▶ Exercise aim
When you reach the line that contains "lid in the photo above.", begin copying exactly and continue through the last line below. Do not copy pictures.

[Stored data entries]

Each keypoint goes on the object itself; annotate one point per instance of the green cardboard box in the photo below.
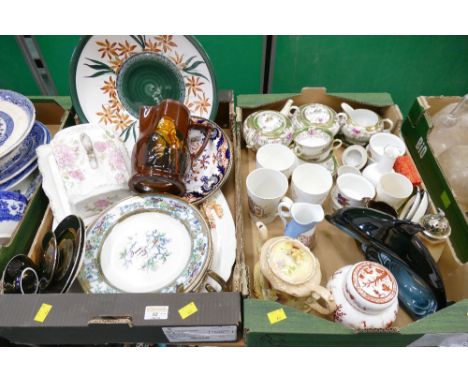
(302, 329)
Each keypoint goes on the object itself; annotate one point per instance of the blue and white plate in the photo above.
(12, 183)
(17, 116)
(25, 154)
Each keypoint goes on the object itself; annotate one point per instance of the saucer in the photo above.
(212, 168)
(150, 243)
(17, 116)
(24, 155)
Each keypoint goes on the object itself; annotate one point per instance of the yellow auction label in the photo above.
(42, 313)
(188, 310)
(276, 316)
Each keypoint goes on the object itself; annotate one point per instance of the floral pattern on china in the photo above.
(212, 168)
(176, 239)
(84, 166)
(317, 115)
(12, 206)
(268, 126)
(98, 60)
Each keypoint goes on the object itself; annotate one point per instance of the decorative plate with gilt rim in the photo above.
(112, 76)
(151, 243)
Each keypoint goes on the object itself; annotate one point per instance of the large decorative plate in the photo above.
(151, 243)
(223, 234)
(112, 76)
(25, 154)
(212, 168)
(17, 116)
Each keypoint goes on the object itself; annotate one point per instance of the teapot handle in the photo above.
(320, 293)
(390, 125)
(207, 130)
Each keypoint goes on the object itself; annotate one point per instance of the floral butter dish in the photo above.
(85, 169)
(12, 207)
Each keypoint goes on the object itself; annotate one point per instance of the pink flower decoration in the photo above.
(100, 146)
(77, 174)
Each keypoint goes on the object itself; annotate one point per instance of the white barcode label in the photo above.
(201, 333)
(156, 312)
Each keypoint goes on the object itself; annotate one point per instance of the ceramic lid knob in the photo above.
(436, 226)
(370, 287)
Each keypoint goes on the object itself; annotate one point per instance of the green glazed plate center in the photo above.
(147, 79)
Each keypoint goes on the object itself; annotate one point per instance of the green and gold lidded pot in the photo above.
(318, 116)
(269, 126)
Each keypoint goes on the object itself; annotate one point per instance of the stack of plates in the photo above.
(20, 135)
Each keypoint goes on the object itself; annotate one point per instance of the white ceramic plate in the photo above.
(176, 67)
(223, 234)
(17, 116)
(151, 243)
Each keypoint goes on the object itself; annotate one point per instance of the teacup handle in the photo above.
(386, 121)
(320, 293)
(297, 150)
(336, 144)
(207, 130)
(293, 110)
(342, 119)
(284, 210)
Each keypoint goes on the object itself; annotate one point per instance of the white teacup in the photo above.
(314, 143)
(394, 189)
(352, 190)
(380, 141)
(355, 156)
(346, 169)
(311, 183)
(265, 189)
(276, 157)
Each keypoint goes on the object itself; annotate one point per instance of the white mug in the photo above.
(352, 189)
(276, 156)
(300, 220)
(394, 189)
(311, 183)
(265, 189)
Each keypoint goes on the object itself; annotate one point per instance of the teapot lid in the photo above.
(290, 266)
(370, 286)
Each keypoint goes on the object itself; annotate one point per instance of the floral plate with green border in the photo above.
(112, 76)
(152, 243)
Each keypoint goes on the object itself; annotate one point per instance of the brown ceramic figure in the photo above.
(161, 155)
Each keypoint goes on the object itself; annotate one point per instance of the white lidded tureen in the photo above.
(268, 126)
(317, 115)
(366, 296)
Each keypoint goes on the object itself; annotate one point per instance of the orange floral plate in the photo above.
(112, 76)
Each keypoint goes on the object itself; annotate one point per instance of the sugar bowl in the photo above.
(289, 273)
(366, 296)
(317, 115)
(268, 126)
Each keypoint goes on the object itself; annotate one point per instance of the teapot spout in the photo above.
(147, 115)
(347, 109)
(262, 231)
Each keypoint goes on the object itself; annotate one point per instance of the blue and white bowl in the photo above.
(12, 208)
(17, 116)
(14, 163)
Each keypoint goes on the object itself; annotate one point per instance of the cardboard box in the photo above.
(335, 249)
(78, 318)
(415, 130)
(55, 114)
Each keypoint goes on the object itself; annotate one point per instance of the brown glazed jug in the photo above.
(161, 155)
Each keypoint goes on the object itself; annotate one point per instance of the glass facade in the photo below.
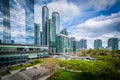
(29, 21)
(64, 31)
(17, 21)
(5, 31)
(45, 17)
(83, 44)
(51, 36)
(14, 54)
(56, 21)
(64, 44)
(98, 44)
(37, 34)
(113, 43)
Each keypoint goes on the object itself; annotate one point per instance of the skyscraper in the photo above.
(113, 43)
(97, 44)
(5, 21)
(64, 31)
(45, 17)
(37, 34)
(29, 10)
(16, 14)
(56, 21)
(83, 44)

▶ Response to this exercise
Each keypoint goes on the object itself; annotate one point per instance of the teapot lid in the photo above.
(290, 266)
(370, 286)
Each keypoint goes on the object itself; annotate one point per instance of the floral plate with green border in the photo above.
(112, 76)
(152, 243)
Each keypoint goes on the object itself; annotate one point per instance of the brown ceramic figure in the photo above.
(161, 155)
Each keypoint goes on the object itself; annotate one point per instance of the white lidded tureen in the photo above.
(268, 126)
(317, 115)
(366, 296)
Each keypoint goes on the object itself; annotate one point per instance of the orange floral plate in the photo above.
(112, 76)
Each keypoint goes on the object itself; annotate one point per instance of the sugar bowl in the photo above.
(289, 273)
(366, 296)
(317, 115)
(268, 126)
Each keypoint goes on the object itself; annotate one point per instance of the teapot spout in the photo above.
(147, 115)
(347, 109)
(262, 231)
Each keypoint goes on the object itself; annotate one point per instance of the blue and white bowl in the photo above.
(12, 208)
(17, 116)
(14, 163)
Each keypoint goes on the object itself; annotate one point per instance of the cardboard box in the photo above.
(335, 249)
(78, 318)
(415, 130)
(55, 114)
Each keypoint goes on the object itself; annotate one point per instance of the brown glazed jug in the photo above.
(161, 155)
Each keypoint goes on the object itself; annotate one point per instance of the glass facade in the photo below.
(29, 21)
(64, 31)
(17, 21)
(5, 31)
(45, 17)
(83, 44)
(51, 36)
(14, 54)
(56, 21)
(64, 44)
(98, 44)
(37, 34)
(113, 43)
Each keypoint goes on the object itself; annotate one point per instance of the skyscraper in the photo above.
(113, 43)
(97, 44)
(5, 21)
(64, 31)
(45, 17)
(37, 34)
(29, 10)
(16, 14)
(56, 21)
(83, 44)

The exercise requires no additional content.